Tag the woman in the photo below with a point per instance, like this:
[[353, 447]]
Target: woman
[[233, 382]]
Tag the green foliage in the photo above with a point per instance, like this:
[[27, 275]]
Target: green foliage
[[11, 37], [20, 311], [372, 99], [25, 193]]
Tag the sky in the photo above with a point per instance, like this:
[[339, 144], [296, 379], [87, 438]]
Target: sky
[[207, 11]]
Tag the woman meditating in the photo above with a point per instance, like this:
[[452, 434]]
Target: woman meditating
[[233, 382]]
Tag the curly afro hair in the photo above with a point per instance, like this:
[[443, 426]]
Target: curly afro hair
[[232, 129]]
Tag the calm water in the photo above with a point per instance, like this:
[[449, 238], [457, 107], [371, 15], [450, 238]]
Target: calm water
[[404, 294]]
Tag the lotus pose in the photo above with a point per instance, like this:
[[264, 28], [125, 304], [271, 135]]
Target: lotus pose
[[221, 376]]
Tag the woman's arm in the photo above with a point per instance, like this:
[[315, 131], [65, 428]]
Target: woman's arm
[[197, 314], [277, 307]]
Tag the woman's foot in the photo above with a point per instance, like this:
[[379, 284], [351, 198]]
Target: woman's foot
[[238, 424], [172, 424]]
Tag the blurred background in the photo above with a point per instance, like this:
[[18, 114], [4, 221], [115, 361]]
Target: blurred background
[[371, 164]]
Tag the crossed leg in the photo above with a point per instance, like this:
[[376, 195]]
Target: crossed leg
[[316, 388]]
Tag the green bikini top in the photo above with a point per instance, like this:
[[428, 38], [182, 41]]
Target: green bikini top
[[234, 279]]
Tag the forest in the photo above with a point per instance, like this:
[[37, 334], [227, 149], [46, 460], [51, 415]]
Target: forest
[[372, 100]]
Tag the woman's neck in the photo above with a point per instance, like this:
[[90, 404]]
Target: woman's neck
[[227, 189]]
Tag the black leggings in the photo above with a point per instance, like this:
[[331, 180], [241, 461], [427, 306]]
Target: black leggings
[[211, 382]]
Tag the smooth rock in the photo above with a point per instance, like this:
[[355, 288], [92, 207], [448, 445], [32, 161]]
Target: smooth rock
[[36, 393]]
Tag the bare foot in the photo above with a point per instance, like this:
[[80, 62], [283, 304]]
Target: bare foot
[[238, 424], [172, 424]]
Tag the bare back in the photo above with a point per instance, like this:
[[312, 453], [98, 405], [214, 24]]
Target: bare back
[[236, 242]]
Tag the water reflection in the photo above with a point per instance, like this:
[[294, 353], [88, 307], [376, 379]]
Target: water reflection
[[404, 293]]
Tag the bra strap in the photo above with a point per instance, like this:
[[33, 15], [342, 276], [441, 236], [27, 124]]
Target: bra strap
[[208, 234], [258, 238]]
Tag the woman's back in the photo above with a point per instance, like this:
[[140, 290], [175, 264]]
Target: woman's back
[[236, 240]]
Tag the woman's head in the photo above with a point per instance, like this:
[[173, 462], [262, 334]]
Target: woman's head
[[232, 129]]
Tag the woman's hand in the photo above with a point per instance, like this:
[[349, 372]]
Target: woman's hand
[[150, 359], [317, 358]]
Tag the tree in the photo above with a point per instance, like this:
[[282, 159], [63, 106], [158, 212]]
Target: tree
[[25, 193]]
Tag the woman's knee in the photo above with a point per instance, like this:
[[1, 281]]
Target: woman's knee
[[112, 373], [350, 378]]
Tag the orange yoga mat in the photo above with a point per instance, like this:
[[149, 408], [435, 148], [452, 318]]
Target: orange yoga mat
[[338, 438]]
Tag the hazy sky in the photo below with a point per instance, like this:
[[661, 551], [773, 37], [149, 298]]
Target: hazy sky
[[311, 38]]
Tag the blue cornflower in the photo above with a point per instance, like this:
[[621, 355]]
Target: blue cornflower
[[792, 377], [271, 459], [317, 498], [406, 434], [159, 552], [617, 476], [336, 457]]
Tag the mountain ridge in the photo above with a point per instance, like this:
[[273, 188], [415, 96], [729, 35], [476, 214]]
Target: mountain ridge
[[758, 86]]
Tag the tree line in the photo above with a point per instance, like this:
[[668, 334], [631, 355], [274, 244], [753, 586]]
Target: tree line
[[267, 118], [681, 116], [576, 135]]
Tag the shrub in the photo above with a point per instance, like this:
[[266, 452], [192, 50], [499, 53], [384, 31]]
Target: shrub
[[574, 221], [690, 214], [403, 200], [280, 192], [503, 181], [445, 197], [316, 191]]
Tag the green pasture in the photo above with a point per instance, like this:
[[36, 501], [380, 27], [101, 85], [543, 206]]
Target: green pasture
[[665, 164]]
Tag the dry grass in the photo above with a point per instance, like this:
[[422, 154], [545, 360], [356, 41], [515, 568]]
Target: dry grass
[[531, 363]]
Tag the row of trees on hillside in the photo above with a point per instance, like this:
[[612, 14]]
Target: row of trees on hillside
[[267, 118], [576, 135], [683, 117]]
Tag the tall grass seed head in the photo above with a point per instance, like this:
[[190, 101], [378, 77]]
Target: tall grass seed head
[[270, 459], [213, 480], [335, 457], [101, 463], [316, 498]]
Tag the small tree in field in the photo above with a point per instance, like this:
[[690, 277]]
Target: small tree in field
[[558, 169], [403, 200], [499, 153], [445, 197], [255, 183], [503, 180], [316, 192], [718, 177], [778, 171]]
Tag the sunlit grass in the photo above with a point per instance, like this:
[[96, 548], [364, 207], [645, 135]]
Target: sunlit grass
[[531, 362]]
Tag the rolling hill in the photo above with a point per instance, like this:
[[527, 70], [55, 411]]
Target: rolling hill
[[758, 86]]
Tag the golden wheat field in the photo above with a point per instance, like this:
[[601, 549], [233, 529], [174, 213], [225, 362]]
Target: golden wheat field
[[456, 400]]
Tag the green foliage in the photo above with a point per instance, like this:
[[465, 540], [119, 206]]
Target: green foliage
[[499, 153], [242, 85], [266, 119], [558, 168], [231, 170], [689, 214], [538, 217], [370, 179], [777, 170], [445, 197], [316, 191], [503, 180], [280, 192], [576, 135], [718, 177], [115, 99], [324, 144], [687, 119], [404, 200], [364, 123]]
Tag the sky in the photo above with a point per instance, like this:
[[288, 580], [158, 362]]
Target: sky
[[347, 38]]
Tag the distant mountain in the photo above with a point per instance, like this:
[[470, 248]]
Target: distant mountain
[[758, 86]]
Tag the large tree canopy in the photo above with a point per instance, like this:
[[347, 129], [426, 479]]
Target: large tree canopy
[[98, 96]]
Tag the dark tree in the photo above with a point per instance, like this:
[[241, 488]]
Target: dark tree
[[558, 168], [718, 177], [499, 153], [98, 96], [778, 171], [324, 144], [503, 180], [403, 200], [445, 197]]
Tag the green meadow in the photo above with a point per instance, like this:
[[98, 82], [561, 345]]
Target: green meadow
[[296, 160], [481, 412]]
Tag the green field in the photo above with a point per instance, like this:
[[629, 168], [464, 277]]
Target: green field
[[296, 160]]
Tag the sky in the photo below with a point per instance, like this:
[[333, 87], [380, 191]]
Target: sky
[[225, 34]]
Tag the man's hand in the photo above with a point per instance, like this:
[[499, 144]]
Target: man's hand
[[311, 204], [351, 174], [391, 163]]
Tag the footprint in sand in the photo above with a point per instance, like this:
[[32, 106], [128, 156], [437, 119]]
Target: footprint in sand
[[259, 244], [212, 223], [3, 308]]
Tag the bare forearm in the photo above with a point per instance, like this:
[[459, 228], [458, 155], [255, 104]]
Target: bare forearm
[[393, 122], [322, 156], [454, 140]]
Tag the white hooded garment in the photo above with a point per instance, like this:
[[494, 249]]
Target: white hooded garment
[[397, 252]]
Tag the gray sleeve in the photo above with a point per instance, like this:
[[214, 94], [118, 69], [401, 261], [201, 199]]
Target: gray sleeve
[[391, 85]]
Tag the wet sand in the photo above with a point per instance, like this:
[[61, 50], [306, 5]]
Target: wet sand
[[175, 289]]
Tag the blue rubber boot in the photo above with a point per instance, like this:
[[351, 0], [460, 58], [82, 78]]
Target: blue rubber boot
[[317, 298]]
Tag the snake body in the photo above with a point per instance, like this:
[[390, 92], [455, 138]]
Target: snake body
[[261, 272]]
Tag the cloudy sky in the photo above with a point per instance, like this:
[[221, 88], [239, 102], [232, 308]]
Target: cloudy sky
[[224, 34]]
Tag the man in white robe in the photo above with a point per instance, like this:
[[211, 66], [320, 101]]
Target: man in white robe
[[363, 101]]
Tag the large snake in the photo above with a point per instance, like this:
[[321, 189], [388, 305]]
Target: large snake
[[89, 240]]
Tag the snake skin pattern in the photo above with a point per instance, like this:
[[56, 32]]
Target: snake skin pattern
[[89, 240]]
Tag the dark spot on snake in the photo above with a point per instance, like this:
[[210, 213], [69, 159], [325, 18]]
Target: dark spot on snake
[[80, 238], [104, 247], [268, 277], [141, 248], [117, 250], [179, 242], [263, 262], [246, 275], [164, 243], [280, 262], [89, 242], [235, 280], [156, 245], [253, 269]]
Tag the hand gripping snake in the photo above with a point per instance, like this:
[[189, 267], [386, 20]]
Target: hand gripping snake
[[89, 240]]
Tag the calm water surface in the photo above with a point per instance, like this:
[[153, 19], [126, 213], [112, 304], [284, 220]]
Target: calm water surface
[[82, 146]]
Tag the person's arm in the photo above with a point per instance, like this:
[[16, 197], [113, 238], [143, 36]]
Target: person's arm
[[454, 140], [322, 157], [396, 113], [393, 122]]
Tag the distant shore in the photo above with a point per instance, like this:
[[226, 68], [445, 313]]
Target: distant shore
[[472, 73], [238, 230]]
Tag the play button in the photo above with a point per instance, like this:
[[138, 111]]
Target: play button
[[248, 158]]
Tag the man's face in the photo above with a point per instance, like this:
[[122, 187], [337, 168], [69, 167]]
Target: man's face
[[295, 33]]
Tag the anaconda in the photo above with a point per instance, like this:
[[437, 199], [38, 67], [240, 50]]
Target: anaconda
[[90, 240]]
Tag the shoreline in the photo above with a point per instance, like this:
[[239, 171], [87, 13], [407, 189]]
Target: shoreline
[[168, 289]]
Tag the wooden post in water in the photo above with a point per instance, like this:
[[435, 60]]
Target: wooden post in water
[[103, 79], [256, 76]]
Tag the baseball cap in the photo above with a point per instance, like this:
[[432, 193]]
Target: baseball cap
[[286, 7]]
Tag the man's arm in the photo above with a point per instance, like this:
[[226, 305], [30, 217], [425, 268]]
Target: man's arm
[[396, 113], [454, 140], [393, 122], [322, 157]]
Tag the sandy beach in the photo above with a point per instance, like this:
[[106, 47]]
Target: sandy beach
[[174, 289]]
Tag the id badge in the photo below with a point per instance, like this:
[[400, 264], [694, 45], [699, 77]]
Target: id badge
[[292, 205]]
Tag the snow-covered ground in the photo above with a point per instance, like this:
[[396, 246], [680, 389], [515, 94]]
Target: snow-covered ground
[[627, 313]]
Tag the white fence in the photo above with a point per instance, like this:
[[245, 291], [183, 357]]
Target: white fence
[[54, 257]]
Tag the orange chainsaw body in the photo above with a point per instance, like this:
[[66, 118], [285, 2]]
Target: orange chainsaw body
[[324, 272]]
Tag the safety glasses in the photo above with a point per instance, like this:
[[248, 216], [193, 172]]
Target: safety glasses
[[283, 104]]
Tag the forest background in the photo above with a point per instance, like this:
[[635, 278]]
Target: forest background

::::::::

WHAT TO PRODUCE:
Starting with the line that contains "Tag the id badge", output every line through the end of the listing above, unchanged.

WRITTEN ANSWER:
Tag the id badge in the photo below with a point per instance, like this:
[[400, 264], [694, 45], [699, 77]]
Target: id badge
[[292, 205]]
Tag the snow-covered ground in the photo above with a point per instance, like this:
[[396, 246], [680, 389], [515, 94]]
Target: snow-covered ground
[[627, 313]]
Tag the white fence in the photo above with a point per instance, like this:
[[245, 291], [183, 357]]
Target: white fence
[[54, 257]]
Tag the orange chainsaw body in the photo above with a point per instance, like this:
[[66, 118], [285, 2]]
Target: orange chainsaw body
[[324, 272]]
Tag the safety glasses in the photo above with a point per instance, like this:
[[248, 216], [193, 172]]
Target: safety glasses
[[283, 104]]
Tag the forest background in the photo above with a point per instance, like this:
[[635, 278]]
Target: forest background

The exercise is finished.